→ **WRITTEN EXERCISE**
Rewrite the rows below, swapping every "annotate" for "mark" and leaving everything else unchanged.

-- START --

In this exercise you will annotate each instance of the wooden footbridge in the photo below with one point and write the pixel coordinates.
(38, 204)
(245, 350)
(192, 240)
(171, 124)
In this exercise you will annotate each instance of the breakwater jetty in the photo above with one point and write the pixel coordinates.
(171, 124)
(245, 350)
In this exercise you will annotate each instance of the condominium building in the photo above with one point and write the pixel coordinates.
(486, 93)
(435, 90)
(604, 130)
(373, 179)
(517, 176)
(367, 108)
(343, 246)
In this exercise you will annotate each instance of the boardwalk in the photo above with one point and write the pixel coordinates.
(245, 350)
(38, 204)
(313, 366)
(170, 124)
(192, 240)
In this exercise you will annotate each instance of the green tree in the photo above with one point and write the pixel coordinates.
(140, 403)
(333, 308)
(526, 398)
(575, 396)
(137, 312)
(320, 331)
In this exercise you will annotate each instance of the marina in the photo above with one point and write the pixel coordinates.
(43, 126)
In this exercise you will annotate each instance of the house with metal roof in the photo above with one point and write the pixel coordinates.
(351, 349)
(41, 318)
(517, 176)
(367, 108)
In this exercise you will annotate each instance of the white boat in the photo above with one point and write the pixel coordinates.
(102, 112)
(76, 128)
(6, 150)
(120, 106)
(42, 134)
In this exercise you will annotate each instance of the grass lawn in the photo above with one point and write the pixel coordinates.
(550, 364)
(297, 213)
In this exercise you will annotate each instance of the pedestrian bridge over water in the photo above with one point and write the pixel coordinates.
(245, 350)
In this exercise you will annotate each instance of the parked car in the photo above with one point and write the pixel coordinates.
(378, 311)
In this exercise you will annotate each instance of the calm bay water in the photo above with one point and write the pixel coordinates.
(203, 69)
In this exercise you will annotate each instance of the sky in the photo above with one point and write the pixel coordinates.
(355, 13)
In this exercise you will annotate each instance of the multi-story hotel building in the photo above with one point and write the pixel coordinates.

-- END --

→ **RESPONSE BELOW**
In this exercise you will mark each instance of the wooden footbridge in the photo below with one point and write the pixel coordinates.
(38, 204)
(245, 350)
(192, 240)
(171, 124)
In this exercise you will mark each instance of the breakwater jetty in the photo above with one point and write the pixel coordinates.
(171, 124)
(245, 350)
In this exercise you will mark each instance of the condominium building in the photo above with one point and write the pixel coordinates.
(486, 93)
(435, 90)
(604, 130)
(373, 179)
(517, 176)
(367, 108)
(343, 246)
In this exercise you will mark each instance of the boardwalk in the photo above with one point and write the pixel coordinates.
(245, 350)
(38, 204)
(313, 366)
(170, 124)
(192, 240)
In this exercise you will mark each instance of the green tree in the photo above with one point and write the pixel coordinates.
(140, 403)
(333, 308)
(526, 398)
(575, 396)
(137, 312)
(320, 331)
In this exercise you will mark each instance of the marina in the photo above with one point and write the pixel coordinates.
(43, 126)
In this exercise you will mark each instance of the house with metal roof in the photo above with one point and write the pixel coordinates.
(351, 349)
(41, 318)
(517, 176)
(367, 108)
In this exercise you will mark each instance of the white boat in the photo above with one point and write the pixel coordinates.
(102, 112)
(76, 128)
(6, 150)
(120, 106)
(42, 134)
In this exercise you will mark each instance of the grass lawn in the photo above with one point and write the pixel coordinates.
(550, 364)
(297, 213)
In this exercise you will mark each instance of the pedestrian bridge over water in the photo above with one point and write the pixel coordinates.
(245, 350)
In this exercise you will mark each instance of the parked car in the photo above with one point and write the pixel coordinates.
(378, 311)
In this exercise you will mark each instance of the calm bay water in the photo above with one point and write the pixel coordinates.
(203, 69)
In this exercise you will mark each instance of the sky in the photo above with one point and write the pixel coordinates.
(355, 13)
In this exercise you will mark each instance of the multi-story hotel building in the photo above with one point and write the pixel coordinates.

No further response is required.